Quote the lines below exactly, from the one that holds "temple roof and report the position of each." through the final line of the records, and only those.

RECORD SET start

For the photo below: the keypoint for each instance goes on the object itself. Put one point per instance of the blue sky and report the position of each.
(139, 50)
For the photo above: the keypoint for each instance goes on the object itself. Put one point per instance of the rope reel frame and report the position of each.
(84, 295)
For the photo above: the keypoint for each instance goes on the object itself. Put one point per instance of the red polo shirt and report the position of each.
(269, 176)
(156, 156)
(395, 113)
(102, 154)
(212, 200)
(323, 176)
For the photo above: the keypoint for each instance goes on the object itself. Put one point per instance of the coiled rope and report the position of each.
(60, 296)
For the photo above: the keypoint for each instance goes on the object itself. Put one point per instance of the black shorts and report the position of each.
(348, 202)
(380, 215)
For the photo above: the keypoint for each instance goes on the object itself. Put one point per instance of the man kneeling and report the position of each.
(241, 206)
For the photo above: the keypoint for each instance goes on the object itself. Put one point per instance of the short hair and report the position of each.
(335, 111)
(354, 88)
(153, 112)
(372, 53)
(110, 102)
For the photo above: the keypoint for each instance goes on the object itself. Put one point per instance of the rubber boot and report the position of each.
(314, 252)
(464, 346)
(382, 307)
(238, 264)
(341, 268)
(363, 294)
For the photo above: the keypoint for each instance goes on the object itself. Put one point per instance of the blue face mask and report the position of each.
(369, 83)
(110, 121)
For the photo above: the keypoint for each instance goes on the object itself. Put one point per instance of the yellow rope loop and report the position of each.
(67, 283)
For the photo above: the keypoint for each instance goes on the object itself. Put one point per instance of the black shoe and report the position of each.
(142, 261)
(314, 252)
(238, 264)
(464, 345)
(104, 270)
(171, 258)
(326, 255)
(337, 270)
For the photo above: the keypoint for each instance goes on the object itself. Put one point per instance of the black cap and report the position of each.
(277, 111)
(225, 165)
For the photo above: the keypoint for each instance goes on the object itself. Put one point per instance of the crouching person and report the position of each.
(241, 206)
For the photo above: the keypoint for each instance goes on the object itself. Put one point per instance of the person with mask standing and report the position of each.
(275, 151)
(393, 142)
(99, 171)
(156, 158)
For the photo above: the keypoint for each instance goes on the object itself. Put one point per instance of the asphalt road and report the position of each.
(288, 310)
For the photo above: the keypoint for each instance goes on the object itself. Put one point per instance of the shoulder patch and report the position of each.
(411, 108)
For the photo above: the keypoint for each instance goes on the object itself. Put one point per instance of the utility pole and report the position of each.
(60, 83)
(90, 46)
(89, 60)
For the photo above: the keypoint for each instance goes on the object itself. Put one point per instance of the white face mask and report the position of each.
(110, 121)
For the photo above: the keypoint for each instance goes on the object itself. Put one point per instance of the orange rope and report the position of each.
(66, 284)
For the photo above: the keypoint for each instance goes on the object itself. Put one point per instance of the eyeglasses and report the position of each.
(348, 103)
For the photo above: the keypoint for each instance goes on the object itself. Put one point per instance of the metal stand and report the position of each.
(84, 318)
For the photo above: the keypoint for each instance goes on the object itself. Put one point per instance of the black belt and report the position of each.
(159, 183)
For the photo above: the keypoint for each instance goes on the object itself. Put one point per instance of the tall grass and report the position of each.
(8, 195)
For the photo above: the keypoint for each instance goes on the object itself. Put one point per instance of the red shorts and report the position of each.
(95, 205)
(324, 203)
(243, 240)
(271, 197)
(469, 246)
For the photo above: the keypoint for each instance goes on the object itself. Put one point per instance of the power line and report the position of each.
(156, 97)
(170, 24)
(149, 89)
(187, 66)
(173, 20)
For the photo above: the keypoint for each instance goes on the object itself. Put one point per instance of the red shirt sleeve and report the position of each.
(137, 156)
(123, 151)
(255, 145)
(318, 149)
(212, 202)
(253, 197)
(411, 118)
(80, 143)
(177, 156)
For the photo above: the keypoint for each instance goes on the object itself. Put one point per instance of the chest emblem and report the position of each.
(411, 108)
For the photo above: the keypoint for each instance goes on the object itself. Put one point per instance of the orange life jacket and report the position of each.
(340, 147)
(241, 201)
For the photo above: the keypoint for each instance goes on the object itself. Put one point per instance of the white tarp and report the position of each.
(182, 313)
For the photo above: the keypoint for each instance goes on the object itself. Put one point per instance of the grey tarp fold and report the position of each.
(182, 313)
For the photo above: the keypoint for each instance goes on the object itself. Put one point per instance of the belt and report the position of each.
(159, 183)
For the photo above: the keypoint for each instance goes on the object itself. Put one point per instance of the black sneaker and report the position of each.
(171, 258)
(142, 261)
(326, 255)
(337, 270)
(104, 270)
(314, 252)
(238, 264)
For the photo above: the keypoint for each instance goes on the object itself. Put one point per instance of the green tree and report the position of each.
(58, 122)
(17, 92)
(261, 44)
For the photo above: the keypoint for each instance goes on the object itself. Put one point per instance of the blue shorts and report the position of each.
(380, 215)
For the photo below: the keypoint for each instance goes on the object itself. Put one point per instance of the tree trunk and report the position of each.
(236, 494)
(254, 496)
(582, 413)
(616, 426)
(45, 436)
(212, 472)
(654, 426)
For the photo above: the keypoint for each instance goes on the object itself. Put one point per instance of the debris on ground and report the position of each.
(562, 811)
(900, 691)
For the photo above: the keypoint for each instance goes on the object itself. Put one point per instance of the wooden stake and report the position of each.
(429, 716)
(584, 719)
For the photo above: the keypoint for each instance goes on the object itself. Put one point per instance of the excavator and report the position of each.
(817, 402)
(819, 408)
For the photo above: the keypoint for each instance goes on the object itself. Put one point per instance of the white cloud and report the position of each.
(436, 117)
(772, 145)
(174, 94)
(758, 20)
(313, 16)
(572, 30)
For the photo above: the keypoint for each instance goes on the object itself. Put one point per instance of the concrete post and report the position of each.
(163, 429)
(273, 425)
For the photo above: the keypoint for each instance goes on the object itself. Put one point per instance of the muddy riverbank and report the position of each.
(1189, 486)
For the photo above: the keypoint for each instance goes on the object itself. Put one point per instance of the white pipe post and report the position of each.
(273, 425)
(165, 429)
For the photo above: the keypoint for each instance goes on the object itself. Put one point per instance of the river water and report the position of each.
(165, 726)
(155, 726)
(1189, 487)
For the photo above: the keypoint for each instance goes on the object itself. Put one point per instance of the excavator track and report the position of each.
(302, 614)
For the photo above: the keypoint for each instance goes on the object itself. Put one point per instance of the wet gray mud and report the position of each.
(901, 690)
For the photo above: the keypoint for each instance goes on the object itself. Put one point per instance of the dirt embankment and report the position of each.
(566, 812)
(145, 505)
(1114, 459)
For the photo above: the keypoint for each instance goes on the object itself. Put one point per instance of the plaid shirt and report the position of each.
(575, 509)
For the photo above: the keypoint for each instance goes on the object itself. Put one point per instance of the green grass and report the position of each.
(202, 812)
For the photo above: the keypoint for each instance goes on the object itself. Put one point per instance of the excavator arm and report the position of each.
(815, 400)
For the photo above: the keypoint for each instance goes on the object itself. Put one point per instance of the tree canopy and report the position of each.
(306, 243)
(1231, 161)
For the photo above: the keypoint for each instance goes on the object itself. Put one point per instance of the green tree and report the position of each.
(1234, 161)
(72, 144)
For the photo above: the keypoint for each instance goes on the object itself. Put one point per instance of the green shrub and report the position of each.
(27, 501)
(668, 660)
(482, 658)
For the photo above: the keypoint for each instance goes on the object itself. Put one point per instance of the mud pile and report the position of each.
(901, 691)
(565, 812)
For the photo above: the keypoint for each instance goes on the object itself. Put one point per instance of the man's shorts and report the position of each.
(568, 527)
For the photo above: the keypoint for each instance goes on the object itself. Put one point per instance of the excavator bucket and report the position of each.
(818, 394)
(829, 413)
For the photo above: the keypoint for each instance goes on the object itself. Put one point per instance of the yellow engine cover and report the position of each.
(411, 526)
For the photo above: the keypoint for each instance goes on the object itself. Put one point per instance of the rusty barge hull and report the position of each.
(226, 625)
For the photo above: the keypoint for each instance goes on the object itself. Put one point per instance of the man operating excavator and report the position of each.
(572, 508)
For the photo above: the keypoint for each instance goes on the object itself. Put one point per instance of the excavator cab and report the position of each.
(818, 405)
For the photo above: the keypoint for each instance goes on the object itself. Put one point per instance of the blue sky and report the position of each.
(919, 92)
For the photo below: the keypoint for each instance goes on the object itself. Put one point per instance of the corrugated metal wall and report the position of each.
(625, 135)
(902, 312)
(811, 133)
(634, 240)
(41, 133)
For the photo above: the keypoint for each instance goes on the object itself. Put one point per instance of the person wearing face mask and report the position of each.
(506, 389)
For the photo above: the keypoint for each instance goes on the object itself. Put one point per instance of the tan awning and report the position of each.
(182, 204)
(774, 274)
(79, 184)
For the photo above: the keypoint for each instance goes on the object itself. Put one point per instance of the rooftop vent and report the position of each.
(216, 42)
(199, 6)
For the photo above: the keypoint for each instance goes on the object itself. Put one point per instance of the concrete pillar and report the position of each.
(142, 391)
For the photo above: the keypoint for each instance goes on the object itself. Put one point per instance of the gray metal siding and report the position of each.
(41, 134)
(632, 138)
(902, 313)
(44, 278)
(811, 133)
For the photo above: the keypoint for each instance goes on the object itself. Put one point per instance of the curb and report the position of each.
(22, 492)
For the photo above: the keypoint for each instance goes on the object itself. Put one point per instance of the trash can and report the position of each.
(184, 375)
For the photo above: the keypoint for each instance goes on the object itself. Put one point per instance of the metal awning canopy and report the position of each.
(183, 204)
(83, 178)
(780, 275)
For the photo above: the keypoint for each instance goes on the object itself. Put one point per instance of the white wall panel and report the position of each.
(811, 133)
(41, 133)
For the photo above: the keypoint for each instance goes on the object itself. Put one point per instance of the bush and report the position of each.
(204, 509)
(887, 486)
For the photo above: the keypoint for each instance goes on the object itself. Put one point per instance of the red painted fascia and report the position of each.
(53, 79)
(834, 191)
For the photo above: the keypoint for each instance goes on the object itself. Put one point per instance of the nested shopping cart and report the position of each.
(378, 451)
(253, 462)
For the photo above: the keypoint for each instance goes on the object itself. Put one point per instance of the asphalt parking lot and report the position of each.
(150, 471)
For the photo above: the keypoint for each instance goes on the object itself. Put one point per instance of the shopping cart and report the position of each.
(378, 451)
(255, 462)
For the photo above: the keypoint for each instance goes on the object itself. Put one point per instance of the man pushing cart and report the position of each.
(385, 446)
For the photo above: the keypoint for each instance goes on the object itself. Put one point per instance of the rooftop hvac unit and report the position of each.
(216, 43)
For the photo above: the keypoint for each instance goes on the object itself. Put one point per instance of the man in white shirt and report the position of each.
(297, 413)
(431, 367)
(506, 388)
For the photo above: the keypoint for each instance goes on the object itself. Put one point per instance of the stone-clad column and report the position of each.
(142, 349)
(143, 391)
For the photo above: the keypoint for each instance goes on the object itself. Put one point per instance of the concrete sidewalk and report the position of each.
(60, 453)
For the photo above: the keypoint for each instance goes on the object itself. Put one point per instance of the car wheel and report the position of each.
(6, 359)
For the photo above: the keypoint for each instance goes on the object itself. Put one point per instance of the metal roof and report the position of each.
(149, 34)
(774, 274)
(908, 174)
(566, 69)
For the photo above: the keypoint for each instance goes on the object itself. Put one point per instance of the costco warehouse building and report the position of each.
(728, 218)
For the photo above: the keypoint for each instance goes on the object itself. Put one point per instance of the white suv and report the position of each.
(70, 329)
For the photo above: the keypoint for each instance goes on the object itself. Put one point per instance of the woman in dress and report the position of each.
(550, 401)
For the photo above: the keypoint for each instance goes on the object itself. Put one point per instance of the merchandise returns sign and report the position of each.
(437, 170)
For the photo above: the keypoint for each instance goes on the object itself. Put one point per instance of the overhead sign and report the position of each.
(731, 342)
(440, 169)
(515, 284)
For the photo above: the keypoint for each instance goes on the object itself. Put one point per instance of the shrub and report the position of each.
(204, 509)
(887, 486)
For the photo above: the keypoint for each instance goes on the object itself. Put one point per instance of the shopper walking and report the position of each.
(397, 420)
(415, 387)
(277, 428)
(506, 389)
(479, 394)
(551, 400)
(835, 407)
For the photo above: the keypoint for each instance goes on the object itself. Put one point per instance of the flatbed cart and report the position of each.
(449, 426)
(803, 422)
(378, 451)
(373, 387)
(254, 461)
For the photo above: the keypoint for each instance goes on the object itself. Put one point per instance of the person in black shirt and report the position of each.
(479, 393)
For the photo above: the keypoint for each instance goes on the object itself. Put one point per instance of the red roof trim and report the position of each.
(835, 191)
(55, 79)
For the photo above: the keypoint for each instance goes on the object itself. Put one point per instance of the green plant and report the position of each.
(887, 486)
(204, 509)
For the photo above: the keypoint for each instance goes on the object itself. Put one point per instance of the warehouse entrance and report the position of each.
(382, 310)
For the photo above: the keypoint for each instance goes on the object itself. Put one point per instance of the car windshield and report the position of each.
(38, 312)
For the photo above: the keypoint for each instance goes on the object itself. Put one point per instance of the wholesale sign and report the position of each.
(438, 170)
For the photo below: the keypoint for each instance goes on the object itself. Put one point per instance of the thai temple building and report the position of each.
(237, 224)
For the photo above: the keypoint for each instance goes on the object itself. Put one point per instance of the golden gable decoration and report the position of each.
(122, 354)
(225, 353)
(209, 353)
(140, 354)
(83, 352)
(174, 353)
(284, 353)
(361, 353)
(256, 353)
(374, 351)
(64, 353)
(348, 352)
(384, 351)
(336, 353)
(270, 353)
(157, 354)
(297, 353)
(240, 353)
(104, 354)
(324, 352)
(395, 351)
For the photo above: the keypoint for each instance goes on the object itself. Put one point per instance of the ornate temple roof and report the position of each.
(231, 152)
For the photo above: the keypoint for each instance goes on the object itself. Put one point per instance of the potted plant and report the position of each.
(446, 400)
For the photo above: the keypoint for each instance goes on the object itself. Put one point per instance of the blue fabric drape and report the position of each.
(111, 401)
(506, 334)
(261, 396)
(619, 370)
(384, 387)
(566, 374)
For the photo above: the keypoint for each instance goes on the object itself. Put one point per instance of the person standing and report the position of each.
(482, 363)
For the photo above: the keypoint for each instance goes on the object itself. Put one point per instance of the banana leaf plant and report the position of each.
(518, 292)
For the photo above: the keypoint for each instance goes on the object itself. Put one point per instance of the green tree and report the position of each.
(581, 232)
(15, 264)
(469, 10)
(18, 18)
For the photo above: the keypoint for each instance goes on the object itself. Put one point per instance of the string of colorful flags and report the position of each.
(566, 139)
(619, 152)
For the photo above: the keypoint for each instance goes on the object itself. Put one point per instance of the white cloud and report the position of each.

RECORD SET end

REPLY TO THE EXERCISE
For the photo above: the keypoint for each instance goes on the object itself. Put one point per instance of the ornate temple roof and report the position of each.
(231, 152)
For the photo above: the keypoint for each instance goes on the object itself. Put one point per instance of the potted plant and report the position of each.
(446, 400)
For the photo above: the keypoint for each instance goes on the object itself. Put one point per instance of the blue fabric drape and report the position of each.
(111, 401)
(506, 334)
(261, 396)
(619, 370)
(384, 387)
(566, 374)
For the photo above: the keypoint for each instance goes on the object itself. Put one point per instance of the person standing and report the position of each.
(482, 363)
For the photo above: the keypoint for each instance goes on the object itself. Put one point per instance of the banana leaf plant and report the position of each.
(518, 292)
For the photo above: the keypoint for each instance goes on the object itself. Put one point per instance of the green tree and report the position of each.
(581, 232)
(15, 264)
(469, 10)
(18, 18)
For the photo above: the keypoint for each instance goes on the object itself. Put one point per instance of the string of colorful flags and report the position of each.
(566, 139)
(619, 152)
For the photo above: the keypoint for each instance goes on the object itself. Put one point per instance of the white cloud and report the position of each.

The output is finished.